#### [WHAT NEEDS TO BE DONE]
Which lines in the entries below contain the string "hand", matching case? Return each of those lines in full.

#### [EXTRACTED MATERIAL]

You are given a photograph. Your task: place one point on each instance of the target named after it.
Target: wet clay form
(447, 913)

---

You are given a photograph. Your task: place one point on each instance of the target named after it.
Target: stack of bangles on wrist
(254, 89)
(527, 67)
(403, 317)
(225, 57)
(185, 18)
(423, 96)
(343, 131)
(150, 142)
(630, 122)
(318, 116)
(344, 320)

--

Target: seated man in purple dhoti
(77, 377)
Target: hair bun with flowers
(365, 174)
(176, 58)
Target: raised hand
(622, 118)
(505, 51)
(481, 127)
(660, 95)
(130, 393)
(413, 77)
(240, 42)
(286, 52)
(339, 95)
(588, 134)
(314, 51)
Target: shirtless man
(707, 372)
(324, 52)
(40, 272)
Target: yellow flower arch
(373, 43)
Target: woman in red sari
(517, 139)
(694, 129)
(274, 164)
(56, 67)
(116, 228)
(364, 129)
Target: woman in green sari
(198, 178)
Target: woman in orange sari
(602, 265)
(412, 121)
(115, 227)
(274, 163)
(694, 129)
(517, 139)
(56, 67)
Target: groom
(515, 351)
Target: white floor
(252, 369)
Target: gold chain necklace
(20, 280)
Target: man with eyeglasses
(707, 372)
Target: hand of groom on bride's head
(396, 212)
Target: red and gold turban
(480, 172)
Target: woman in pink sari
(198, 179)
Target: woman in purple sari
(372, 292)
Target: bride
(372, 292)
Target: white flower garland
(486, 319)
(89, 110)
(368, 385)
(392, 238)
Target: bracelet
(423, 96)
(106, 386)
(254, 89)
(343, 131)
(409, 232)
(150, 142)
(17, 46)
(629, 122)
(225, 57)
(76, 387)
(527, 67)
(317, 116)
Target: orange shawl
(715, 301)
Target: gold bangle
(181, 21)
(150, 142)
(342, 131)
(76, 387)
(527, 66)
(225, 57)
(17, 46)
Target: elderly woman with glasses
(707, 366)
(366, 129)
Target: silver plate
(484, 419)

#### [ANSWER BELOW]
Target: raised hand
Target: hand of groom on bride's head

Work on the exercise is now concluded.